▶ **ABOUT THIS TASK**
Find the string "below" in the data, and copy out each line that has it.
[RECORDS SUPPLIED — start]
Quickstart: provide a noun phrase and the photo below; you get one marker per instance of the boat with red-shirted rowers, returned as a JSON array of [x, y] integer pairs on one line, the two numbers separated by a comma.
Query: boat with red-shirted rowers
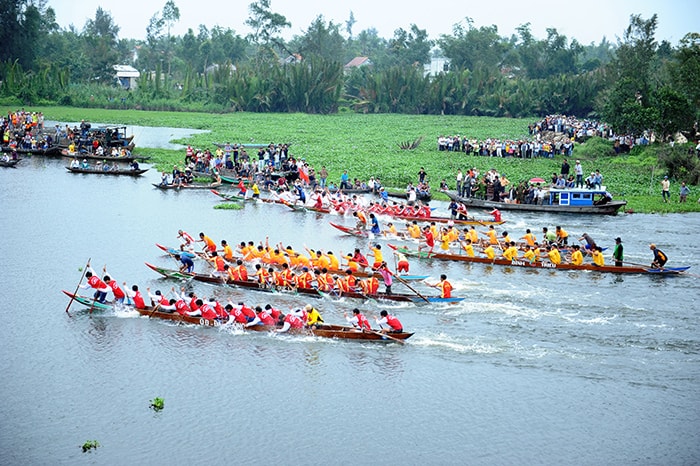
[[312, 292], [110, 171], [628, 269], [324, 330]]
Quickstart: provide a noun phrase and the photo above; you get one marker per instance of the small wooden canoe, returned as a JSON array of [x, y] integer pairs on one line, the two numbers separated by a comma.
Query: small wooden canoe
[[111, 171], [8, 163], [185, 187]]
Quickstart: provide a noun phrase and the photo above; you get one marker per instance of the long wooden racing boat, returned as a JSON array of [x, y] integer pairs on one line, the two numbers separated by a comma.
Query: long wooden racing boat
[[324, 330], [561, 201], [230, 197], [538, 264], [111, 171], [9, 163], [359, 274], [49, 151], [312, 292], [185, 187], [108, 158]]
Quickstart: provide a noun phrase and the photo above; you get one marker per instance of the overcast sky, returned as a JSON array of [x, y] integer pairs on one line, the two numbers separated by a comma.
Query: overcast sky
[[587, 21]]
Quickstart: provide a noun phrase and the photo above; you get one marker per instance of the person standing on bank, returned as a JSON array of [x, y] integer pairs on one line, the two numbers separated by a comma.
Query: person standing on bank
[[665, 189], [618, 252]]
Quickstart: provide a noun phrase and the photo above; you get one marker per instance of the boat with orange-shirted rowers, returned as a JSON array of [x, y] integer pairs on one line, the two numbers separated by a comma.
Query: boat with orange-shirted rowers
[[324, 330], [538, 264], [356, 273], [312, 292]]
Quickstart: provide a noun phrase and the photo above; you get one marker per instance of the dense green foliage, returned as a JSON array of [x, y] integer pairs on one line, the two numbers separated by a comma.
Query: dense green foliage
[[368, 145], [637, 85]]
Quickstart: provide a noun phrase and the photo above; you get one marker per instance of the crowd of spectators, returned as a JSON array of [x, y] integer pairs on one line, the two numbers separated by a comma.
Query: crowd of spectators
[[553, 135]]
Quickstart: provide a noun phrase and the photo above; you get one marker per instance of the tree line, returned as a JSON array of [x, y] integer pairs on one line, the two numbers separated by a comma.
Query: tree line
[[635, 85]]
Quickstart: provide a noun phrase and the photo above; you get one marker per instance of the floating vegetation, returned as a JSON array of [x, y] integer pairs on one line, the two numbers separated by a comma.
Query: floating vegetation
[[229, 206], [157, 404], [90, 445], [408, 145]]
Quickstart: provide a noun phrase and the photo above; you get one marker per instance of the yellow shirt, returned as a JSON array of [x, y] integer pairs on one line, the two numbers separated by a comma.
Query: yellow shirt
[[529, 239], [333, 261], [598, 258], [493, 238], [529, 255], [554, 256], [469, 249], [511, 253], [378, 256], [577, 258]]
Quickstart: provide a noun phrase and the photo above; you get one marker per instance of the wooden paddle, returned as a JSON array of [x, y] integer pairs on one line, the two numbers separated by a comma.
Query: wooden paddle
[[385, 335], [155, 308], [77, 287], [95, 298], [398, 277]]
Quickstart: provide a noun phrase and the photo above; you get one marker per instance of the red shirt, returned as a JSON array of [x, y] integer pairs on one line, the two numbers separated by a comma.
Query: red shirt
[[118, 293], [238, 316], [96, 283], [208, 311], [138, 301], [362, 322], [181, 307], [266, 318], [294, 321], [429, 239], [394, 323]]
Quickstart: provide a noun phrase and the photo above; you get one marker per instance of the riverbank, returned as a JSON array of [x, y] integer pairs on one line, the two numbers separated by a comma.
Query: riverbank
[[369, 145]]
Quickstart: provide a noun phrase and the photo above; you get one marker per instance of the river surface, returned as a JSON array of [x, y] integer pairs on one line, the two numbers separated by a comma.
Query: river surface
[[533, 367]]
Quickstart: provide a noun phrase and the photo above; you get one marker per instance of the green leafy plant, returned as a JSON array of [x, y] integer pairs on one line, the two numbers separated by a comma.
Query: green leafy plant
[[229, 206], [90, 445], [157, 404]]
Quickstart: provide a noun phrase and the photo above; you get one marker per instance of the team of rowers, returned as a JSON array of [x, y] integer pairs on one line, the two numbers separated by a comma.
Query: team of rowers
[[342, 203], [189, 304], [286, 268], [490, 244]]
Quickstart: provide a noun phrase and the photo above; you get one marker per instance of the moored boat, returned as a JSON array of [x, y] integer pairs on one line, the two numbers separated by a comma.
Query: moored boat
[[49, 151], [108, 158], [562, 201], [185, 187], [111, 171]]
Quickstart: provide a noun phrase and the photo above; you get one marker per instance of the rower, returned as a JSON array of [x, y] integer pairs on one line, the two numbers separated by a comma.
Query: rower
[[660, 258], [394, 325], [358, 320]]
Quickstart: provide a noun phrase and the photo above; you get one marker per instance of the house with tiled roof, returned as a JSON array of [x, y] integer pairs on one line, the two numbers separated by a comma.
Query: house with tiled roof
[[357, 62]]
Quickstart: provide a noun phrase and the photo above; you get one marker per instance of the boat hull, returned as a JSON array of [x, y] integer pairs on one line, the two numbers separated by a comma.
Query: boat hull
[[611, 208], [324, 330], [538, 264]]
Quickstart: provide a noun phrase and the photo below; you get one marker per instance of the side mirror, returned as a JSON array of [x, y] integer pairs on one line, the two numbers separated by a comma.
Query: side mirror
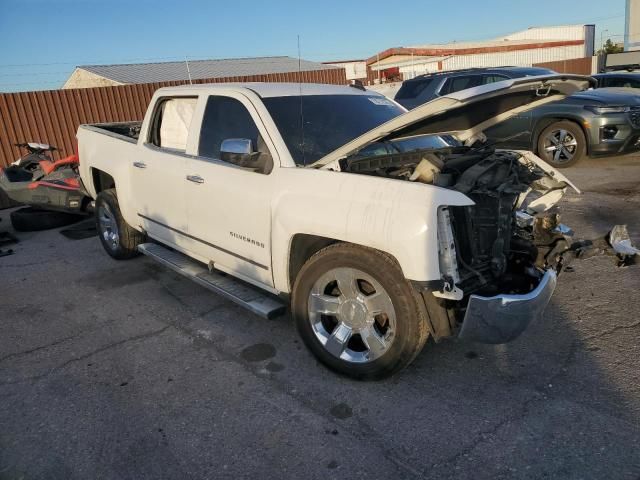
[[238, 151]]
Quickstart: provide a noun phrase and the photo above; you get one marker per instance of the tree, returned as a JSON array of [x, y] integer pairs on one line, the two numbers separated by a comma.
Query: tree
[[610, 47]]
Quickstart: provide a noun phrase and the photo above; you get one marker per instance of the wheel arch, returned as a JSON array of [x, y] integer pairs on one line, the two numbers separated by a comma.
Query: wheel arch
[[303, 246], [101, 180]]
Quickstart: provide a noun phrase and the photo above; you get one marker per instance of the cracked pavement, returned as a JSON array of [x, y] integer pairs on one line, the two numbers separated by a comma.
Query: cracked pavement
[[125, 370]]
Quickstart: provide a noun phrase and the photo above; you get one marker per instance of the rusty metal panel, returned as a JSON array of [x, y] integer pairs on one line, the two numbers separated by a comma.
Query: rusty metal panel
[[53, 116]]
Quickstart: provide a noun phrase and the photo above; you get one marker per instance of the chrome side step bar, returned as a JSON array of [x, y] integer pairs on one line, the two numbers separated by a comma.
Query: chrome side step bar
[[250, 297]]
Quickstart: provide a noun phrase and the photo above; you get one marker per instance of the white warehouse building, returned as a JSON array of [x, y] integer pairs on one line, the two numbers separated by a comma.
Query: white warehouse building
[[525, 48]]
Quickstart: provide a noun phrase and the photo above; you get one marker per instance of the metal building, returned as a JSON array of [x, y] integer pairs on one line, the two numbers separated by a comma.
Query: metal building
[[524, 48], [632, 26]]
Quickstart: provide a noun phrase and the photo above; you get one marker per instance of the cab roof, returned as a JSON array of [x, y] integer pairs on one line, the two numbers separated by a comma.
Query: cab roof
[[267, 90]]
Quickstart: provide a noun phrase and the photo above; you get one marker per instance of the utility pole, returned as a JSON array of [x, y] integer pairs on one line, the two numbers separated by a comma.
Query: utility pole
[[601, 39], [188, 71]]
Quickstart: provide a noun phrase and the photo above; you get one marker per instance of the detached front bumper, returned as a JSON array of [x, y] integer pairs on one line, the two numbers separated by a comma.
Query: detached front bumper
[[503, 318]]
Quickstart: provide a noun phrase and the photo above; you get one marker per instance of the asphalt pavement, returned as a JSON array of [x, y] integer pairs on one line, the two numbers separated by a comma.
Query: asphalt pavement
[[117, 370]]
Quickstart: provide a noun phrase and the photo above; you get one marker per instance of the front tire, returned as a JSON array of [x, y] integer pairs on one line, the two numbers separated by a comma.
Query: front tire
[[562, 144], [357, 313], [118, 238]]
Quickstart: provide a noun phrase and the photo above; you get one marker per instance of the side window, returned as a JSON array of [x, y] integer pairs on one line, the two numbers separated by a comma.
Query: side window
[[623, 82], [492, 79], [412, 88], [462, 82], [614, 82], [171, 122], [225, 118]]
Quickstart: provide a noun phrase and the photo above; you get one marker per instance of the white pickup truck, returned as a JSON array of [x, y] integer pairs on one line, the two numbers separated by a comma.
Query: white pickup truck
[[380, 227]]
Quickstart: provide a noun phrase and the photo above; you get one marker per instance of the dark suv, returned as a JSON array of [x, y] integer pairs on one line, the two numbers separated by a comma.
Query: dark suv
[[604, 121], [424, 88]]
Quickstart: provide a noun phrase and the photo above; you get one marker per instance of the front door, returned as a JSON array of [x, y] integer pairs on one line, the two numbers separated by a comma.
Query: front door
[[229, 206], [159, 170]]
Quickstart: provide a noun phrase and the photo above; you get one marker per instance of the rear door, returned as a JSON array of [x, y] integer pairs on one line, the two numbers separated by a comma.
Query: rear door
[[158, 172], [229, 206]]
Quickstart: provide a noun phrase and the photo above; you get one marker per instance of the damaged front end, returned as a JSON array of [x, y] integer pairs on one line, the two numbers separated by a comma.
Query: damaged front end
[[510, 246], [499, 258]]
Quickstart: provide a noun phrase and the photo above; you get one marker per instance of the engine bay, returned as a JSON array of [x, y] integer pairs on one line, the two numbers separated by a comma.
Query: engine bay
[[503, 243]]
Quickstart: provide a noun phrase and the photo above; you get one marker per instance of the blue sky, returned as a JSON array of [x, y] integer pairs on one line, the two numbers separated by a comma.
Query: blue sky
[[42, 40]]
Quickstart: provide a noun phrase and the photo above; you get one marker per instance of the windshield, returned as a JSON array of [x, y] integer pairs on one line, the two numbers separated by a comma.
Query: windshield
[[409, 144], [330, 121]]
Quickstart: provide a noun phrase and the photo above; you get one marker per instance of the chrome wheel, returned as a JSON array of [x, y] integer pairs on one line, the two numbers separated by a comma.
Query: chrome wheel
[RECORDS SUPPLIED — finish]
▶ **SOLUTION TO THE EXERCISE**
Quickstart: provide a noun phrase and the photo below; you get one marker per instance of the boat with red-shirted rowers, returned as a JSON array of [x, y] integer pairs on one line, the two numbers separated by a comma.
Quickstart: provide a noun phrase and the photo below; you get one marker per instance of the side mirror, returned as a JSON array of [x, y] integer pairs on one line, the two numbers separated by a comma.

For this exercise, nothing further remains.